# Exercise
A word-for-word copy of the lines below, starting at the line with "Category: orange car door" and ending at the last one, is what you should give. Omit every picture.

# Available records
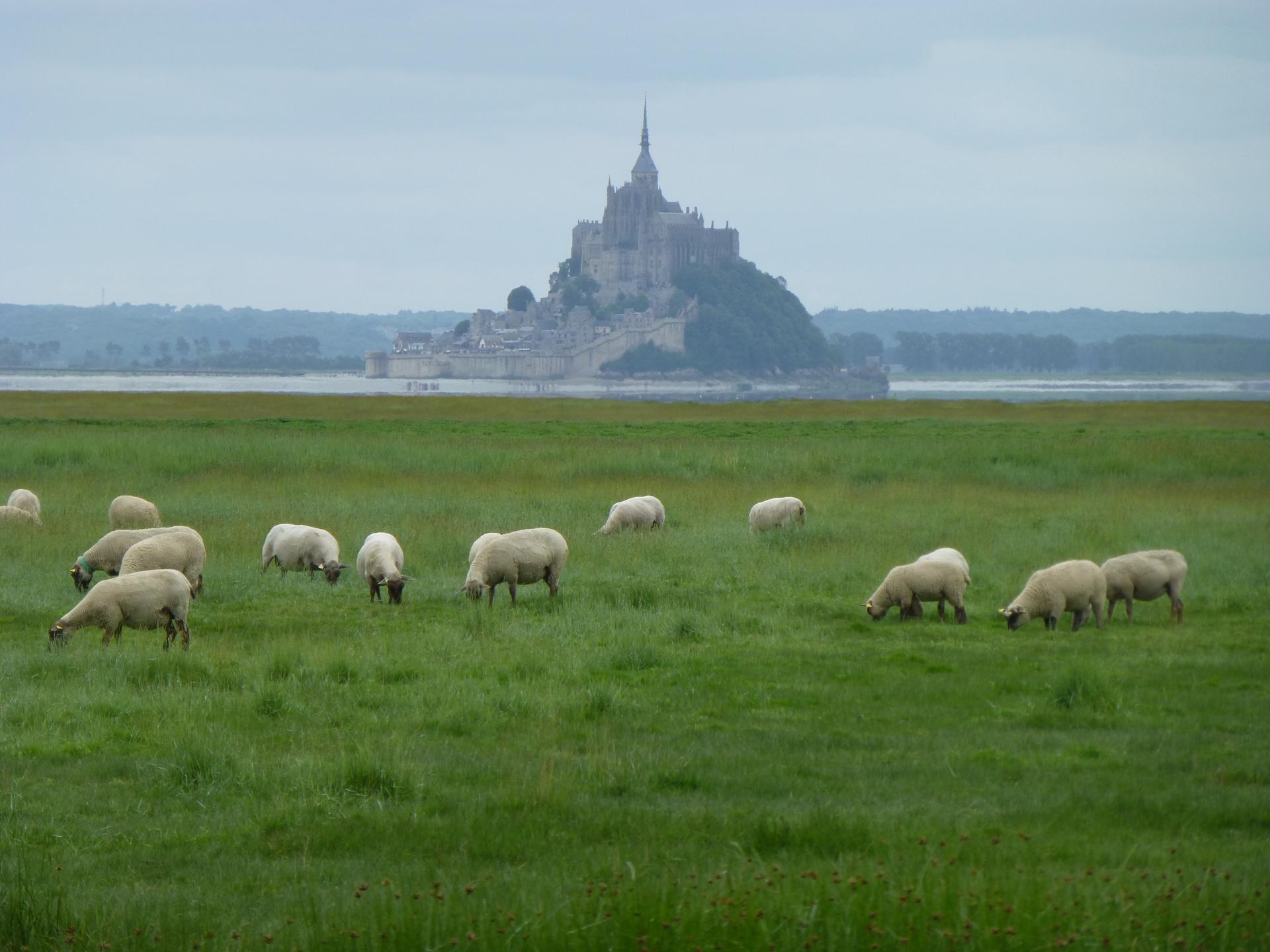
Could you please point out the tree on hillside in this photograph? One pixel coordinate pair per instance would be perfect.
(857, 348)
(520, 299)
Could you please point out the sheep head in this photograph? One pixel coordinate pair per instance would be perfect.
(1016, 617)
(81, 575)
(396, 584)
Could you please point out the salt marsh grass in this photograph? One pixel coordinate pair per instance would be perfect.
(702, 742)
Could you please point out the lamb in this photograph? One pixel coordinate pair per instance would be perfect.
(12, 513)
(134, 513)
(517, 557)
(478, 543)
(183, 551)
(906, 586)
(146, 600)
(781, 510)
(1146, 575)
(634, 513)
(1078, 587)
(107, 553)
(302, 549)
(380, 564)
(28, 500)
(948, 555)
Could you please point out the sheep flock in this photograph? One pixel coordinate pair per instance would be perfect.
(155, 573)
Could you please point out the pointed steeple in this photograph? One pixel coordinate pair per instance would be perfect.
(644, 171)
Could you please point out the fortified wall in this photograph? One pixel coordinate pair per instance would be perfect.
(495, 365)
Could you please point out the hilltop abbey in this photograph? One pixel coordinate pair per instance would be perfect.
(613, 294)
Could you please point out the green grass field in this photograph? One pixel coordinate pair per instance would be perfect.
(704, 743)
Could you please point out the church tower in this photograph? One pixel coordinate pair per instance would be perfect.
(644, 173)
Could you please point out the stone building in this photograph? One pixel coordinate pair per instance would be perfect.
(630, 254)
(643, 239)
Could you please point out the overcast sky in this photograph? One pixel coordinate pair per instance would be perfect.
(376, 157)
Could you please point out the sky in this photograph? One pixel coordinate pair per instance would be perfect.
(384, 157)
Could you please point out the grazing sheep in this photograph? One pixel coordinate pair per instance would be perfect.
(302, 549)
(519, 559)
(945, 555)
(380, 564)
(149, 600)
(781, 510)
(1146, 575)
(134, 513)
(906, 586)
(1078, 587)
(28, 500)
(634, 513)
(106, 555)
(478, 543)
(12, 513)
(183, 551)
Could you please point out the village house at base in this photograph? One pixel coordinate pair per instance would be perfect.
(614, 294)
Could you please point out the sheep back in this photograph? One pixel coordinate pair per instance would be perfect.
(1144, 575)
(183, 551)
(948, 555)
(145, 600)
(773, 513)
(13, 513)
(1066, 587)
(634, 513)
(28, 500)
(476, 546)
(520, 557)
(134, 513)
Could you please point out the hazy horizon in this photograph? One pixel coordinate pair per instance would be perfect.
(390, 158)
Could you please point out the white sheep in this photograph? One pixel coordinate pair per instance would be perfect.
(634, 513)
(519, 559)
(945, 555)
(906, 586)
(476, 546)
(183, 551)
(781, 510)
(149, 600)
(1078, 587)
(1146, 576)
(28, 500)
(12, 513)
(302, 549)
(380, 563)
(134, 513)
(107, 554)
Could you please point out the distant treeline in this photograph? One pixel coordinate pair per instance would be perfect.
(1032, 353)
(1085, 325)
(200, 335)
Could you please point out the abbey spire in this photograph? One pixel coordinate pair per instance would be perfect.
(644, 173)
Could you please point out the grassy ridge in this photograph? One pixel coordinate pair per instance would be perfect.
(698, 707)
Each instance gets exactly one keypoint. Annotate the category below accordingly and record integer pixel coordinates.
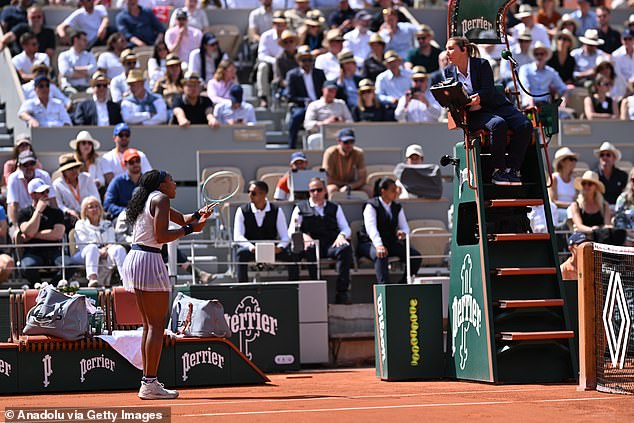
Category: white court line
(349, 397)
(387, 407)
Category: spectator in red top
(298, 162)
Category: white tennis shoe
(155, 390)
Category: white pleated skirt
(145, 271)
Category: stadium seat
(229, 37)
(263, 170)
(271, 180)
(431, 242)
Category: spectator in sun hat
(374, 65)
(120, 190)
(17, 193)
(72, 187)
(585, 16)
(98, 110)
(418, 104)
(327, 109)
(236, 111)
(191, 108)
(588, 55)
(115, 163)
(538, 77)
(426, 54)
(358, 40)
(142, 107)
(85, 148)
(395, 81)
(348, 80)
(345, 164)
(569, 267)
(369, 108)
(43, 110)
(613, 178)
(328, 62)
(41, 68)
(40, 223)
(282, 189)
(182, 39)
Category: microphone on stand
(507, 55)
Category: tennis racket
(219, 187)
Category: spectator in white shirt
(118, 85)
(72, 187)
(418, 104)
(91, 19)
(328, 62)
(44, 110)
(24, 61)
(17, 193)
(85, 148)
(76, 65)
(114, 162)
(142, 107)
(623, 57)
(268, 51)
(182, 39)
(358, 40)
(235, 111)
(260, 20)
(197, 17)
(40, 68)
(538, 31)
(109, 61)
(588, 56)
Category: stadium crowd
(362, 62)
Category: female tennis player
(144, 272)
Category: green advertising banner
(408, 332)
(480, 21)
(469, 353)
(264, 320)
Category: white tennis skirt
(145, 271)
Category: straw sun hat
(589, 176)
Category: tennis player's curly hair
(149, 182)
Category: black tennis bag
(198, 318)
(424, 180)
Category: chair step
(519, 237)
(535, 336)
(515, 202)
(550, 302)
(521, 271)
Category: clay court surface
(356, 395)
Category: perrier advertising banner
(478, 20)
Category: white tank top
(566, 191)
(143, 232)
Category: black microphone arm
(507, 55)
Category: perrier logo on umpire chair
(509, 322)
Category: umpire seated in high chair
(323, 220)
(490, 110)
(260, 220)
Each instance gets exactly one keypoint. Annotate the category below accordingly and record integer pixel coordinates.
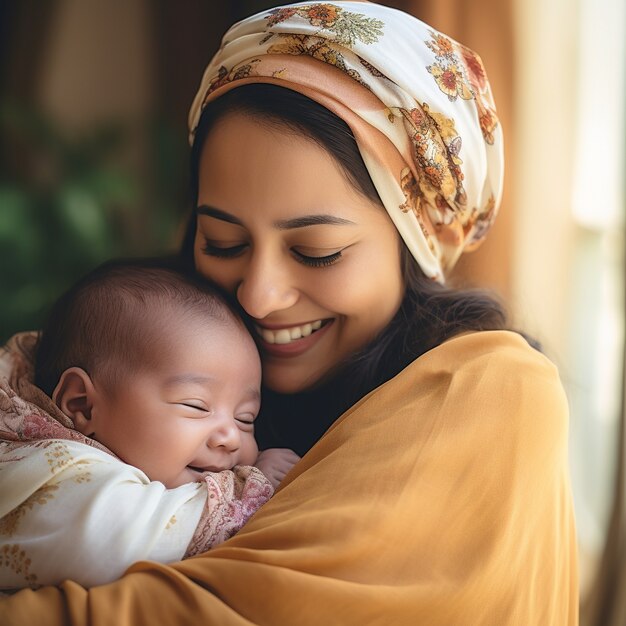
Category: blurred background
(93, 164)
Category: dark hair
(429, 314)
(110, 322)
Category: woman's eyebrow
(296, 222)
(311, 220)
(204, 209)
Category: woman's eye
(317, 261)
(223, 252)
(196, 406)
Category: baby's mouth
(282, 336)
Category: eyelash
(309, 261)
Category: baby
(147, 449)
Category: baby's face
(192, 412)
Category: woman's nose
(267, 286)
(226, 435)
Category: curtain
(606, 604)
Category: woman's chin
(288, 380)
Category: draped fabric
(419, 105)
(441, 498)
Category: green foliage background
(69, 202)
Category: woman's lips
(293, 340)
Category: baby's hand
(275, 463)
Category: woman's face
(310, 259)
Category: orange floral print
(441, 45)
(324, 15)
(451, 81)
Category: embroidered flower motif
(441, 45)
(459, 73)
(475, 69)
(280, 15)
(316, 47)
(451, 81)
(12, 556)
(371, 69)
(488, 123)
(347, 27)
(324, 15)
(225, 76)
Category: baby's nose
(225, 436)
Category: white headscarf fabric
(419, 105)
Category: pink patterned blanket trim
(233, 497)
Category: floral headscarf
(418, 103)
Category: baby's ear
(74, 395)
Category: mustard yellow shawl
(441, 498)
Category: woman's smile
(313, 262)
(292, 341)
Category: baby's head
(155, 365)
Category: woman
(434, 488)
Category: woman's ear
(74, 395)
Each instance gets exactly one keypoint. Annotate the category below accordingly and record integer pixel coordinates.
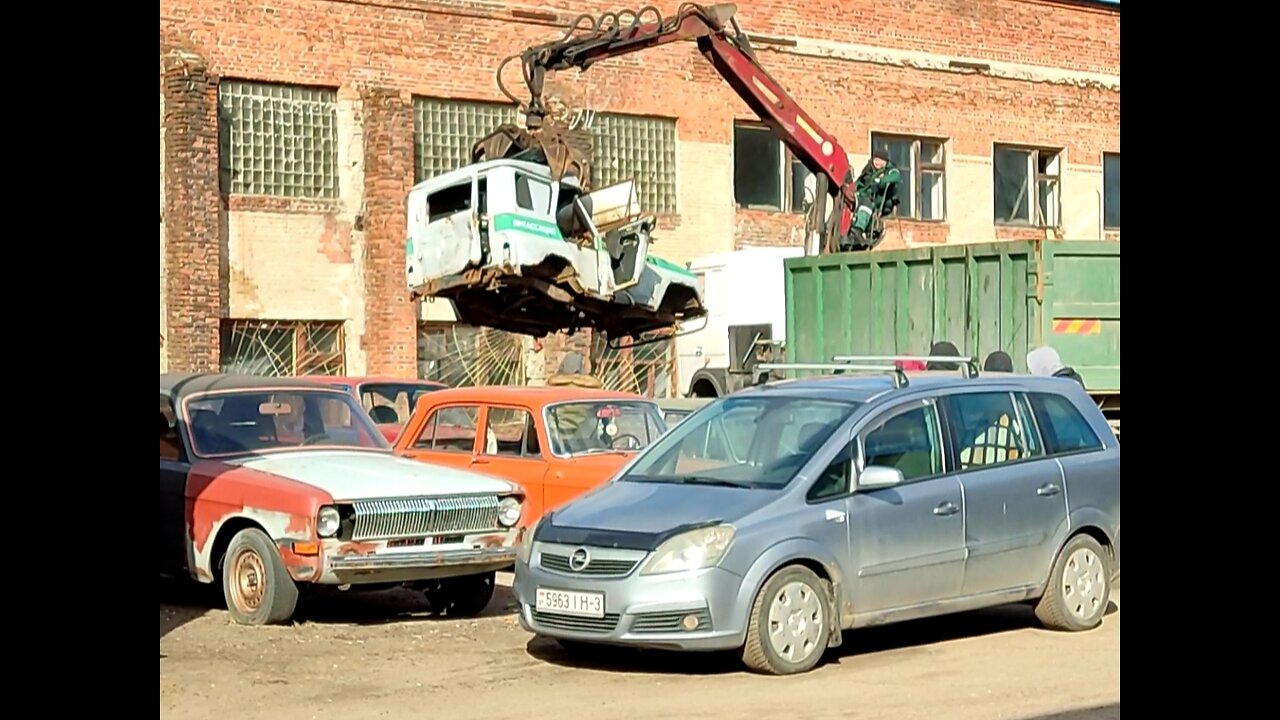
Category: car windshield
(750, 442)
(234, 423)
(603, 425)
(392, 402)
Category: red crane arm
(732, 58)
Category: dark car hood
(641, 515)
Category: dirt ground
(382, 655)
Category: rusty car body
(556, 442)
(389, 401)
(269, 486)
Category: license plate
(566, 602)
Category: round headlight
(328, 522)
(508, 511)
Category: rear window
(1063, 425)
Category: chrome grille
(416, 516)
(598, 568)
(670, 621)
(576, 624)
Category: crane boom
(731, 54)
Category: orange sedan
(557, 442)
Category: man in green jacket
(877, 194)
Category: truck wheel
(257, 588)
(460, 597)
(1079, 587)
(789, 625)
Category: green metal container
(1011, 296)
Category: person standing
(877, 194)
(1045, 361)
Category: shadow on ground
(899, 637)
(1100, 712)
(183, 601)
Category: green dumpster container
(1011, 296)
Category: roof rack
(968, 365)
(899, 376)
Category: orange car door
(448, 436)
(510, 449)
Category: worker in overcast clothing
(877, 191)
(1046, 361)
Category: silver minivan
(776, 518)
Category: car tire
(462, 596)
(1079, 587)
(256, 586)
(795, 598)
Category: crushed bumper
(406, 566)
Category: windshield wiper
(705, 481)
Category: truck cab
(517, 250)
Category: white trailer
(744, 295)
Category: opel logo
(579, 560)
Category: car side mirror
(876, 477)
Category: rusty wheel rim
(248, 580)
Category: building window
(1027, 186)
(766, 174)
(636, 147)
(444, 131)
(278, 140)
(283, 347)
(1111, 191)
(920, 192)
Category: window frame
(918, 169)
(428, 422)
(786, 173)
(1105, 158)
(886, 415)
(231, 155)
(1033, 177)
(170, 414)
(530, 424)
(1100, 445)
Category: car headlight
(525, 550)
(508, 511)
(328, 522)
(694, 550)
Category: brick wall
(1051, 77)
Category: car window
(754, 442)
(510, 432)
(392, 402)
(905, 441)
(451, 429)
(170, 447)
(263, 420)
(833, 482)
(602, 425)
(987, 429)
(1063, 425)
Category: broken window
(766, 174)
(1111, 191)
(1027, 188)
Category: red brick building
(292, 130)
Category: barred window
(278, 140)
(283, 347)
(446, 130)
(639, 147)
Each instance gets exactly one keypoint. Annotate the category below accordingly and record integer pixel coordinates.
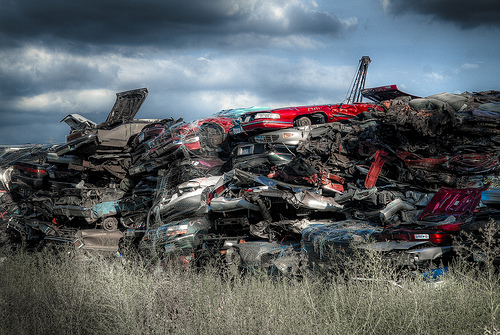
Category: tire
(302, 121)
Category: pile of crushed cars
(263, 188)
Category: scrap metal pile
(260, 187)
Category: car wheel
(110, 224)
(302, 121)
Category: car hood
(127, 105)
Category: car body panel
(285, 117)
(381, 93)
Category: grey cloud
(129, 22)
(465, 13)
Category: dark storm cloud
(465, 13)
(130, 22)
(34, 71)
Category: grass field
(42, 294)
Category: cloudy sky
(197, 56)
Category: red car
(299, 116)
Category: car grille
(270, 138)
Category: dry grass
(44, 294)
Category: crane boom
(358, 83)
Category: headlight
(177, 230)
(267, 116)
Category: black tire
(302, 121)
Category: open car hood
(382, 93)
(127, 105)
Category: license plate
(246, 151)
(237, 130)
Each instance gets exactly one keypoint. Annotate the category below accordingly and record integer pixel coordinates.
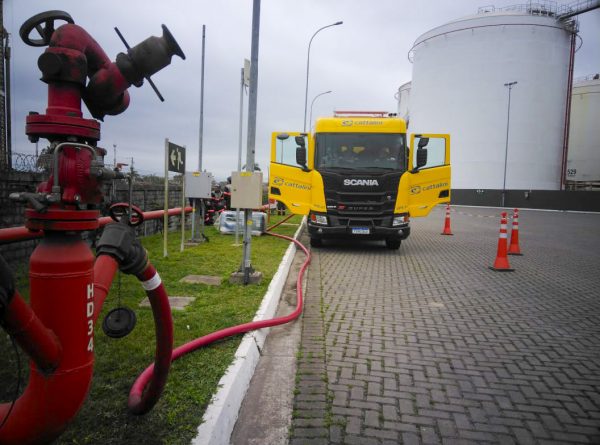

# Answer for the task
Category: orange car door
(448, 436)
(510, 449)
Category: worker in overcast clothing
(877, 191)
(1046, 361)
Category: silver minivan
(776, 518)
Category: car tire
(462, 596)
(1079, 587)
(256, 586)
(795, 598)
Category: crushed bumper
(406, 566)
Category: windshield wiper
(705, 481)
Category: truck cab
(517, 250)
Category: white trailer
(744, 295)
Category: opel logo
(579, 560)
Category: car side mirror
(876, 477)
Category: rusty wheel rim
(248, 580)
Category: building window
(1027, 186)
(766, 174)
(636, 147)
(444, 131)
(278, 140)
(283, 347)
(1111, 191)
(920, 192)
Category: window frame
(918, 169)
(428, 422)
(786, 173)
(1105, 158)
(886, 415)
(231, 155)
(1033, 177)
(170, 414)
(530, 424)
(1100, 445)
Category: car headlight
(525, 550)
(508, 511)
(328, 522)
(694, 550)
Category: brick wall
(1051, 77)
Category: car window
(754, 442)
(510, 432)
(392, 402)
(905, 441)
(451, 429)
(170, 447)
(263, 420)
(833, 482)
(602, 425)
(987, 429)
(1063, 425)
Category: broken window
(766, 174)
(1111, 191)
(1027, 188)
Category: red brick building
(292, 130)
Category: barred window
(278, 140)
(283, 347)
(446, 130)
(639, 147)
Each instance gets exactly one keypoint. Annotate the category below accordingly and record integer pixel coordinates.
Category: tire
(302, 121)
Category: pile of crushed cars
(263, 188)
Category: scrap metal pile
(260, 187)
Category: car wheel
(110, 224)
(302, 121)
Category: car hood
(127, 105)
Category: car body panel
(285, 117)
(381, 93)
Category: grey cloud
(129, 22)
(465, 13)
Category: dark storm cloud
(465, 13)
(130, 22)
(34, 71)
Category: grass field
(42, 294)
Category: cloudy sky
(197, 56)
Category: red car
(299, 116)
Category: car grille
(270, 138)
Category: dry grass
(44, 294)
Category: crane boom
(358, 83)
Category: headlight
(177, 230)
(267, 116)
Category: black tire
(302, 121)
Category: open car hood
(382, 93)
(127, 105)
Category: license plate
(246, 151)
(237, 130)
Each instance gets exactly one keypoint. Annotate the category below accordingly and record integer pixel coordinates.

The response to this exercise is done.